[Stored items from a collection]
---------------

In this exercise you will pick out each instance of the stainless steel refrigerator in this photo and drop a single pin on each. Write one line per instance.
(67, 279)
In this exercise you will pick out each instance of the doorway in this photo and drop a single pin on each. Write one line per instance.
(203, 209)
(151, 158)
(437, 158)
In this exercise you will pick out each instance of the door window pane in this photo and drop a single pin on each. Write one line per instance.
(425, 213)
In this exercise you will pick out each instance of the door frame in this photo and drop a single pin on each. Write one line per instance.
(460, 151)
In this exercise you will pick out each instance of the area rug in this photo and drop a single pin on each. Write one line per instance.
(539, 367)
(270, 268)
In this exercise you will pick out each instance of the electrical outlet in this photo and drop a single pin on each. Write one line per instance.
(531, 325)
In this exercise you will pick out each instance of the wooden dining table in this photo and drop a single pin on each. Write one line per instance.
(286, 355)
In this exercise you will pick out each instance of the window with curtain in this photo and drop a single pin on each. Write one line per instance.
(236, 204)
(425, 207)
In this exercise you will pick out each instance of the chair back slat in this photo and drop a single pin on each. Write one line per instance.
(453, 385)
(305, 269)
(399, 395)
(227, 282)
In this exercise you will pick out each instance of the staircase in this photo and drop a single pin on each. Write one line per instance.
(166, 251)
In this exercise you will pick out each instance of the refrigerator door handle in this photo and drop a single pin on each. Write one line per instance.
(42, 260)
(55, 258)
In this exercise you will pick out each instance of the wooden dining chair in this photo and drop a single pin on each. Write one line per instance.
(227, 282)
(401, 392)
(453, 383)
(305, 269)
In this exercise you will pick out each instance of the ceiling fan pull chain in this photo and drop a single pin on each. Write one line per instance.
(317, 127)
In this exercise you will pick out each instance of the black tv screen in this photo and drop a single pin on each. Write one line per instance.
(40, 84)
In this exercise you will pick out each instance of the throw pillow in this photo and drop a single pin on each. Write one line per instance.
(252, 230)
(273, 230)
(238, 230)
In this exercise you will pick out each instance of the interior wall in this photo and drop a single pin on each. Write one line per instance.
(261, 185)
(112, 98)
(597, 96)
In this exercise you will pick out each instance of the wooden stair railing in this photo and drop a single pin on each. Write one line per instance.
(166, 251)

---------------

**EXERCISE PROMPT**: Each of the records shown above needs to be repeated exactly.

**ANSWER BOX**:
In this exercise you will pick out each instance of the stainless steel refrigerator in this photo and drop a single pin on each. Write one line per instance.
(67, 279)
In this exercise you will pick out each instance of the doorway in this photo and drop a single pin on each. Write one line per instance.
(203, 209)
(151, 158)
(437, 158)
In this exercise you will pick out each instance of the door window pane in this photo and drop a single pin on each. Write one line per instance.
(425, 213)
In this exercise you will pick out each instance of the door frame in this photo and drop a single pin on each. Write one line per instance.
(460, 151)
In this exercise you will pick out each instance of the area rug in this photo and drop a single pin on each. Write one line per instance.
(539, 367)
(270, 268)
In this exercise you will pick out each instance of the electrical outlet in this photo and drop a single pin on each. Write one line per instance.
(531, 325)
In this exercise you will pick out each instance of the wooden dining table in this photo and drop a single pin on each. Write one line per instance.
(286, 355)
In this exercise you will pick out each instance of the window with curtain in this photo and drop a single pin on each. Write one line per instance.
(236, 204)
(425, 207)
In this exercise you will pick out each instance of the chair back slat in this photo and drop a single pin on each. Write one line per instance.
(453, 385)
(305, 269)
(399, 395)
(227, 282)
In this exercise you will pick out each instance of the staircase in this photo and drop a single pin on each. Write one line per instance.
(166, 251)
In this exercise you will pick out each instance of the refrigerator door handle in this photo and drop a single pin on each. Write one line per instance.
(42, 260)
(55, 258)
In this exercise you will pick out each instance of the wooden dining chair in this photo and drop a single pin on each. Write one line per instance.
(227, 282)
(401, 392)
(453, 383)
(305, 269)
In this exercise you will pick out each instance of the ceiling fan pull chain in this photo and drop a single pin on each. Write one line per instance.
(317, 127)
In this exercise you will pick out each instance of the black tv screen in this photo and drop a single pin on each. Write one line per instance.
(40, 84)
In this exercise you will pick out each instance of the throw pillow in this photo and drop a single pin on each. Write one line per instance.
(252, 230)
(273, 230)
(238, 230)
In this exercise you will pick out each instance of the interior wall in this photo and drop a single pin on each. Write one line per instance.
(261, 185)
(112, 98)
(597, 96)
In this exercise you will pick out each instance of the wooden stair railing in this photo and drop a single pin on each. Write one line per instance.
(166, 251)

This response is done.